* PROBLEM DETAILS
Word for word, repeat the lines of the records from the one containing "Put one point on every instance of the grass" through the last line, both included.

***

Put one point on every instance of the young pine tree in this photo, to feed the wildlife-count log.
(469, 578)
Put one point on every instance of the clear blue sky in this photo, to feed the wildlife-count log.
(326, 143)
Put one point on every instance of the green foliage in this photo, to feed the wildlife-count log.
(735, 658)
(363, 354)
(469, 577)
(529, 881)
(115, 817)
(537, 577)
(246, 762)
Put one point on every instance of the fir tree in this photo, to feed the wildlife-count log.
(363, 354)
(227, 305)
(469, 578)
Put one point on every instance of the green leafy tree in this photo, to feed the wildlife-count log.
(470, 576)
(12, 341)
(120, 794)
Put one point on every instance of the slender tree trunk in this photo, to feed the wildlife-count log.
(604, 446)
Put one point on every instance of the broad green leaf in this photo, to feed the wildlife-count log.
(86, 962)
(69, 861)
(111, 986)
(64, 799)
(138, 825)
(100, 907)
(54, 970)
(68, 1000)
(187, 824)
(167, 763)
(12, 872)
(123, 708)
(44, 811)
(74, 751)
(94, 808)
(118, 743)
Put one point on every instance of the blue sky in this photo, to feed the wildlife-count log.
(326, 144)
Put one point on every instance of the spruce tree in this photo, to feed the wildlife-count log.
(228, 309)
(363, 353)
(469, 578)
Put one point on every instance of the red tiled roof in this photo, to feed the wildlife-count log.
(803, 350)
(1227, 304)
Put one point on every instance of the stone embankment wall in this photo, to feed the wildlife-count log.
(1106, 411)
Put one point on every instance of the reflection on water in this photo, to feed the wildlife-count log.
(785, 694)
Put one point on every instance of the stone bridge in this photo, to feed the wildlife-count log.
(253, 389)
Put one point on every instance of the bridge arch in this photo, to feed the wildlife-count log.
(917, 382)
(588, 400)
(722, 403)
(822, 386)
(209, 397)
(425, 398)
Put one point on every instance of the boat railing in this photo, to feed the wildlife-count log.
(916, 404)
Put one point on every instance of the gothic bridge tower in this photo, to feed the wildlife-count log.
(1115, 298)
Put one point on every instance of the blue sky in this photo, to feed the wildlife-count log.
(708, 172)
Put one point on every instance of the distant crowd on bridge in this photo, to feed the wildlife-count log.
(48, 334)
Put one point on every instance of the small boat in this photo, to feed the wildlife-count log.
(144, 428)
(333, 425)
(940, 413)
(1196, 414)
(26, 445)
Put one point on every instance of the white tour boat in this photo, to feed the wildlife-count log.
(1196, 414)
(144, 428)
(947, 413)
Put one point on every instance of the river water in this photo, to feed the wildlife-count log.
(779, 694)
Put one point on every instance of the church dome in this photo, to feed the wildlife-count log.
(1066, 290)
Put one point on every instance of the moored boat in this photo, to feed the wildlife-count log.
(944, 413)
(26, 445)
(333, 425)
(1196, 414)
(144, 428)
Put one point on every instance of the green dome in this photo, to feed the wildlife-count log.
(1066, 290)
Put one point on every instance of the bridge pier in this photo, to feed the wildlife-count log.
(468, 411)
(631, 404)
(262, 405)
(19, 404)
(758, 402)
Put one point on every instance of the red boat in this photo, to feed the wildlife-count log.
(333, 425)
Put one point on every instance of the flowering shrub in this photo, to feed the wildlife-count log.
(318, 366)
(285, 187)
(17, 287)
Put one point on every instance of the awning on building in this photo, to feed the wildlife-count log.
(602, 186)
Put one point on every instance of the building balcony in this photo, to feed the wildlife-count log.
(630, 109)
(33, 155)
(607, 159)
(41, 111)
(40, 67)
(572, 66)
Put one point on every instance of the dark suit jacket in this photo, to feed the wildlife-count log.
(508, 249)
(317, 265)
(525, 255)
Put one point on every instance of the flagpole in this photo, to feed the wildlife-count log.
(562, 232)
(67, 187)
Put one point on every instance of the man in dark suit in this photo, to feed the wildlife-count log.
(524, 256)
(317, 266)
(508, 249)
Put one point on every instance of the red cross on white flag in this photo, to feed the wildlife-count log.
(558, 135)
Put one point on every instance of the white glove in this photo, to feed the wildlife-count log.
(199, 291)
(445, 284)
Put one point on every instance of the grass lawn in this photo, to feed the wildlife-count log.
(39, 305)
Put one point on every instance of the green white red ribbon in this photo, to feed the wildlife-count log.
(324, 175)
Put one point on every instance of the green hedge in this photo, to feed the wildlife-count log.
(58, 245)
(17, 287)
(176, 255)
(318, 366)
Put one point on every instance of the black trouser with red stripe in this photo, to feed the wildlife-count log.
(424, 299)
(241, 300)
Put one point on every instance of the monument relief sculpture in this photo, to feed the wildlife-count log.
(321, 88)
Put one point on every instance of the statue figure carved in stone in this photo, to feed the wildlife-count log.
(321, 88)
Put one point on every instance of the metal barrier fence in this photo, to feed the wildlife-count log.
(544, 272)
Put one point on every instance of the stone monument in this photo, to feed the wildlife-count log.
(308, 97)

***

* EXERCISE RESULT
Put one point on every instance of the grass lawn in this photo, to feed the wildlife-count log.
(39, 305)
Put one point on every instance of the green white red ribbon in this photo, to feed the wildlife-count log.
(324, 175)
Put one point on every instance of the green hedge in this photo, to feed the wildlife-count log.
(58, 245)
(17, 287)
(176, 255)
(318, 366)
Put one point on every instance of the black trouser with red stripe in this photo, to feed the wildlife-count log.
(424, 299)
(241, 300)
Put one point on every instance of the monument relief sculpture in this photo, to feed the wildlife-count log.
(321, 88)
Put one point on every instance of the statue figure carved in stone in this photo, to feed the wildlife-count log.
(321, 88)
Put one point on every instance of the metal barrier fence in this photo, to feed the wildlife-count log.
(544, 272)
Put one point on every instance of the stone monument in this photo, to feed the wildlife-count log.
(308, 97)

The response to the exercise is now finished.